-- start ENTRIES --

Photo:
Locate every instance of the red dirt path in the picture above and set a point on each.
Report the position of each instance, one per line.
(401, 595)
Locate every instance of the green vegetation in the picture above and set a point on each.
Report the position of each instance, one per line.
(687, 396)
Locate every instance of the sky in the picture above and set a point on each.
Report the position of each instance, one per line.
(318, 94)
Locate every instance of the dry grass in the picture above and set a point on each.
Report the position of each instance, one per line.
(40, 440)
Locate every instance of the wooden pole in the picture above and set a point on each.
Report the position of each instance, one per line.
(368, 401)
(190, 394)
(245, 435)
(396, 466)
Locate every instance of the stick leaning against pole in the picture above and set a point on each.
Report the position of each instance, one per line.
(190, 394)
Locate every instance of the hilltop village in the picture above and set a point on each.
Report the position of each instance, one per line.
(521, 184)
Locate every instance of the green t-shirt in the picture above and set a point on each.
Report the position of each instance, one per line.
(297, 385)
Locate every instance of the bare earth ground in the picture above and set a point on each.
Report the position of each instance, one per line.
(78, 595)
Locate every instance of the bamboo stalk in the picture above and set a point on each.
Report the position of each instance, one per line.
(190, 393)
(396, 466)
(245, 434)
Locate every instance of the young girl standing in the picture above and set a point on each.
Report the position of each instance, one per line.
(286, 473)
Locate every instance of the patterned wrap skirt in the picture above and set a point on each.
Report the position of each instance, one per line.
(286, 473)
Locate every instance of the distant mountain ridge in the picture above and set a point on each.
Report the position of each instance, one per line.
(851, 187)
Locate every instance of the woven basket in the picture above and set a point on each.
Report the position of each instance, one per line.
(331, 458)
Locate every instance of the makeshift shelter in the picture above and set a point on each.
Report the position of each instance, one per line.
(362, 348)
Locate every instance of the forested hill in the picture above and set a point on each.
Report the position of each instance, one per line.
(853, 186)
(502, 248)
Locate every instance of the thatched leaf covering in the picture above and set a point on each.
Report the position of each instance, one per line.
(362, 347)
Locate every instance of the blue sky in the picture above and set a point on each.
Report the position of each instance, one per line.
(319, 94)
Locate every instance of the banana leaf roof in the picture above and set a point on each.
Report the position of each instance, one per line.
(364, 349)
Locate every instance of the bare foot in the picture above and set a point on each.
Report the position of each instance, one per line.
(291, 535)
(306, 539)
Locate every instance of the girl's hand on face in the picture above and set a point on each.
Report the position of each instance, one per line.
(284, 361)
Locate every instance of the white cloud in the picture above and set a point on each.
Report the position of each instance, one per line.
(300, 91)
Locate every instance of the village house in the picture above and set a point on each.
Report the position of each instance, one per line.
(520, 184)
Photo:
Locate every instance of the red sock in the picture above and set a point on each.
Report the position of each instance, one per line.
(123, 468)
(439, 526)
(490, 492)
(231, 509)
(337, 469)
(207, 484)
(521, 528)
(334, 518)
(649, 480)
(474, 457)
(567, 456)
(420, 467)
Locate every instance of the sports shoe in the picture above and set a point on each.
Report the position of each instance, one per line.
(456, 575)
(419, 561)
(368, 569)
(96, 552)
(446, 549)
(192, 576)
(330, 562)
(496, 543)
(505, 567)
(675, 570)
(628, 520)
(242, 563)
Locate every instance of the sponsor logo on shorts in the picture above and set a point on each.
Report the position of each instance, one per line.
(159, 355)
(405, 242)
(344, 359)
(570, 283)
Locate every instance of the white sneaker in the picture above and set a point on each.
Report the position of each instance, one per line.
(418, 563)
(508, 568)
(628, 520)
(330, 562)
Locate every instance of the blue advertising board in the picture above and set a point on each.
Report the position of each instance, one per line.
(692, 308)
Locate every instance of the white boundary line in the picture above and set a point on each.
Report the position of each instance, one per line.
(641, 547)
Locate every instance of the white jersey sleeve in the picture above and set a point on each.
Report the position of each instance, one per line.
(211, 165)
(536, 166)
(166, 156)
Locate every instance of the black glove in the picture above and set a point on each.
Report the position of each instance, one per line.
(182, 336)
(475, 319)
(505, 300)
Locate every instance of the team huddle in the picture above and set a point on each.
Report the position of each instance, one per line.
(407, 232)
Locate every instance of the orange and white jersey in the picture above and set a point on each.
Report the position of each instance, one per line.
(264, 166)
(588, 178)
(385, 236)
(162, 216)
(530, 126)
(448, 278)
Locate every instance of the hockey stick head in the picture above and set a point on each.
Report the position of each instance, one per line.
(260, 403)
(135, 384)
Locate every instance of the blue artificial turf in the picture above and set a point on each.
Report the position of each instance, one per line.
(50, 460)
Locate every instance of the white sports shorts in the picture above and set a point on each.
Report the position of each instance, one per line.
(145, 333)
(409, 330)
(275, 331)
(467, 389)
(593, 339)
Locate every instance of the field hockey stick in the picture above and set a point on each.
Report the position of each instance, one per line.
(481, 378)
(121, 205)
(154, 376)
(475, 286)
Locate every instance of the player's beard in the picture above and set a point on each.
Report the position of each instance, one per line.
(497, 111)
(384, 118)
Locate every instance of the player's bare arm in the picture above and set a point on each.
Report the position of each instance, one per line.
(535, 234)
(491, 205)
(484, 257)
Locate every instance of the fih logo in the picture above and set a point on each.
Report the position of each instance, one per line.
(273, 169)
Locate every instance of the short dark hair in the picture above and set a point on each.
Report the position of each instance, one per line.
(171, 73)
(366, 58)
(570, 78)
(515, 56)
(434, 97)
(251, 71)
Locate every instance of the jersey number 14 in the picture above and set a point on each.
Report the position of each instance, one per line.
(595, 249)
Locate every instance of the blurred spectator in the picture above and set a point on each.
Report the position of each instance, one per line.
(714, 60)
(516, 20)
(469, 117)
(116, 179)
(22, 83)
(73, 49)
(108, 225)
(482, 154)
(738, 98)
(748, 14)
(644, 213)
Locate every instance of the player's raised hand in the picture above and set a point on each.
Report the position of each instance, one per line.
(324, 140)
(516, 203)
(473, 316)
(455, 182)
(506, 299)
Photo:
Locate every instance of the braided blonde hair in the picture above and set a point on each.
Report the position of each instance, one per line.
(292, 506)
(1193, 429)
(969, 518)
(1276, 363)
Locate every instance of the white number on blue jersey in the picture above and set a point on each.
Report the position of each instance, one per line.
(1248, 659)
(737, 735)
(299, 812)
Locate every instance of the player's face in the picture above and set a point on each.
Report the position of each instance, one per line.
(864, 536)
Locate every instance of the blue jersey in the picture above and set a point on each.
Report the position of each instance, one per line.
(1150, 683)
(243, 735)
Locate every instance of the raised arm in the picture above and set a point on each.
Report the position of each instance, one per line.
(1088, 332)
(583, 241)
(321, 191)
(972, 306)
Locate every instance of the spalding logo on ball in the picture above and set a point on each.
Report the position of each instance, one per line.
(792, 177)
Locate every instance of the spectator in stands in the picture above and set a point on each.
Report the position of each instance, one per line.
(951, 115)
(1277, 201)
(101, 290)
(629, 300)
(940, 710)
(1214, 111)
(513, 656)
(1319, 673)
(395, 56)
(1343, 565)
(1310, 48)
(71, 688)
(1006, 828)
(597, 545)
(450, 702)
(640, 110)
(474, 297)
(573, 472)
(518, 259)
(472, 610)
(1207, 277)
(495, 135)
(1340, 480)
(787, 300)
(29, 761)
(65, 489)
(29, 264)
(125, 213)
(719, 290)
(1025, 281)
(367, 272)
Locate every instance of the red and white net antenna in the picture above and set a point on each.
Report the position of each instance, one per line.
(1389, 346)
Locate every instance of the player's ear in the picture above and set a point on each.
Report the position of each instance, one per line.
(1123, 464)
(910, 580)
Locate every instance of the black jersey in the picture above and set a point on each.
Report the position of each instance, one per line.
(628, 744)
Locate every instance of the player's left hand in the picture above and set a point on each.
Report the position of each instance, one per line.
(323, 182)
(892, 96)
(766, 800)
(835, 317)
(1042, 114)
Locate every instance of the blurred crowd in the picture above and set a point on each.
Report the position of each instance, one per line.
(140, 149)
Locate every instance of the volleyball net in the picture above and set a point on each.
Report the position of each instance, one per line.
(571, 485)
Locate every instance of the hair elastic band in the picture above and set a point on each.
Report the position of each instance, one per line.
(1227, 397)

-- end ENTRIES --

_SHORT EXERCISE_
Quote, without alteration, the final stretch of the entries: the line with "Locate every instance of the player's left" onward to the last line.

_THE REPLY_
Locate every instance of the player's left hand in the picture above and set a point on each.
Report the position of each instance, one per line.
(323, 182)
(892, 96)
(766, 800)
(835, 317)
(1042, 114)
Locate every instance of the blurred crowd in the picture above and set a point on each.
Report the position of each instance, one per line.
(140, 149)
Locate every instance of the volleyball net in the picture above and set a point on each.
Report the position of each instance, one per line.
(571, 485)
Locate every instance of the hair elastic band in the picture above and set a point on each.
Report the position of each instance, one per line.
(1227, 397)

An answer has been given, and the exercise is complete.